## Source data
━━━━━━

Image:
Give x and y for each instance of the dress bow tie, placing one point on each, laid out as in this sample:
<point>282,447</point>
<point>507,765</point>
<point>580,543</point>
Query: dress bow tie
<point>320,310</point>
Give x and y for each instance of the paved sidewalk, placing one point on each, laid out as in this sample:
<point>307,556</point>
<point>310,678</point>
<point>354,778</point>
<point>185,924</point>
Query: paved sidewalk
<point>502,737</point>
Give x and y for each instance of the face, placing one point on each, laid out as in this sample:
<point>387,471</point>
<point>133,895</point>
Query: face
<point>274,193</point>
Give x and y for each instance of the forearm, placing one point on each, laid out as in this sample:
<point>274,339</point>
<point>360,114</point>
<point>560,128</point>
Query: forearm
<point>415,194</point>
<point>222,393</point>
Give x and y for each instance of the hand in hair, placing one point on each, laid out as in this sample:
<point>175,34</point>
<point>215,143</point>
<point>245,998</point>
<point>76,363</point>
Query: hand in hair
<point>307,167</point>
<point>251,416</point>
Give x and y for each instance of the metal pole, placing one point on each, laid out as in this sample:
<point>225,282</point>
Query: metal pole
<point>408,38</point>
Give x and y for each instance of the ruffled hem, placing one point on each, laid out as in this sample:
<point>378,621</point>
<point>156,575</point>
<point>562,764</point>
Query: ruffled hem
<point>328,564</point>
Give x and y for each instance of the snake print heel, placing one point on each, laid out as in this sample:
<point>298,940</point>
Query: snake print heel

━━━━━━

## Stated goal
Please reproduce every item above word for word, changing nothing.

## Full solution
Image:
Give x and y for each instance of the dress bow tie, placing one point on each, laid out as in this sample:
<point>282,447</point>
<point>507,765</point>
<point>580,543</point>
Query: dress bow tie
<point>320,310</point>
Give x and y for each instance of the paved sidewalk, placing one point on each, laid out as in this sample:
<point>307,556</point>
<point>310,678</point>
<point>354,778</point>
<point>185,924</point>
Query: paved sidewalk
<point>502,737</point>
Give x and y for each instance of the face, placing one point on each, laid out as in this sample:
<point>387,471</point>
<point>133,895</point>
Query: face
<point>274,193</point>
Give x and y for each instance of the forearm, placing one point on each, laid out as in this sample:
<point>274,339</point>
<point>360,114</point>
<point>560,128</point>
Query: forearm
<point>415,194</point>
<point>222,393</point>
Give x and y for each instance of the hand in hair, placing one point on each, laid out as in this sample:
<point>175,34</point>
<point>215,143</point>
<point>245,998</point>
<point>76,363</point>
Query: hand in hair
<point>307,167</point>
<point>251,416</point>
Give x and y for each instance of the metal pole, placing one point on each, laid out as in this sample:
<point>225,282</point>
Query: metal pole
<point>408,38</point>
Give x and y for each instance of the ruffled hem, placing one point on each, laid out as in this sample:
<point>378,621</point>
<point>156,575</point>
<point>562,764</point>
Query: ruffled hem
<point>328,564</point>
Give x and y for each instance of the snake print heel, placing one point on each, laid out as in this sample:
<point>298,940</point>
Query: snake print heel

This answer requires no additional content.